YOUR GOAL: Repeat the lines below word for word, leaving out the pictures.

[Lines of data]
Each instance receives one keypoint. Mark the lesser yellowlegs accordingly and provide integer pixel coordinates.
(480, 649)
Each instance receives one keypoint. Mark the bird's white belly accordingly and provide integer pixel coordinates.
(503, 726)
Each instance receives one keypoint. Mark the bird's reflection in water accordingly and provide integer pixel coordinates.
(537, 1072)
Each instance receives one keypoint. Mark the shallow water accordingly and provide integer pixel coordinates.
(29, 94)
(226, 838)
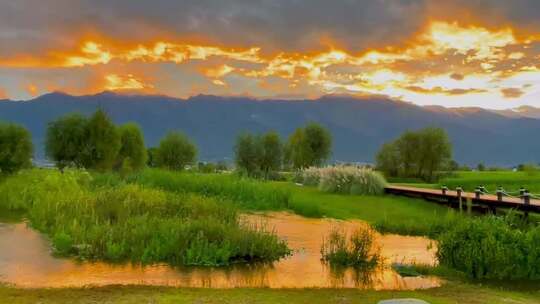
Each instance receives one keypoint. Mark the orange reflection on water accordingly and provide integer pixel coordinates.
(26, 261)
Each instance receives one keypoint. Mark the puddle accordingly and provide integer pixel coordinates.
(26, 261)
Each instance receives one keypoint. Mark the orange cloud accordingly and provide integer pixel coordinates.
(219, 72)
(445, 59)
(116, 82)
(3, 94)
(32, 89)
(512, 93)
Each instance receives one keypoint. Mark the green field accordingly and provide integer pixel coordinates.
(386, 213)
(469, 180)
(451, 293)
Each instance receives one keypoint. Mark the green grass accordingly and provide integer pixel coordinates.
(247, 193)
(133, 222)
(450, 293)
(388, 213)
(469, 180)
(510, 181)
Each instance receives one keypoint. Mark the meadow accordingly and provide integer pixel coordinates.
(189, 218)
(129, 222)
(450, 293)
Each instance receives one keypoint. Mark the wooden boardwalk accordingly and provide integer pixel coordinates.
(486, 201)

TASK ANSWER:
Each instance receives one keypoint. Mark the lesser yellowlegs accordingly and provide integer pixel coordinates.
(480, 649)
Each instance receives one keypoint. Mark the bird's white belly accordingly and provide integer pixel coordinates.
(503, 726)
Each instance receives one keypoint. Mark the bird's reflection in water accordingly and provide integer pixel coordinates.
(537, 1072)
Each instance receives one keypoint. Mark the shallow water accordingly and provide integer pixel coordinates.
(29, 94)
(226, 838)
Each instance receives one keypoint. Mark the orange reflection on water accordingly and provide integer pixel coordinates.
(26, 261)
Each instance receives one keypoint. Mark the puddle accordingly and provide integer pixel coordinates.
(26, 261)
Each instance receives one keypoint. Mark the orange cloud accordingly and provide integer pixel coordinates.
(219, 72)
(445, 59)
(116, 82)
(3, 94)
(32, 89)
(512, 93)
Each instance receives one keypoint. Mark the green field accordingly and provide integer pixel coordinates.
(386, 213)
(469, 180)
(451, 293)
Each instance receives one keypoint. Mark the green grass accordingly and provide integer pixel coordinates.
(247, 193)
(133, 222)
(450, 293)
(388, 213)
(469, 180)
(510, 181)
Each instance receives one keypoint. Mark the meadow accordingly and provide integer pixel coordinates.
(189, 218)
(129, 222)
(450, 293)
Each instance receives one keypoint. Mark the wooden boardwalk accordingly and provide integer pixel coordinates.
(486, 201)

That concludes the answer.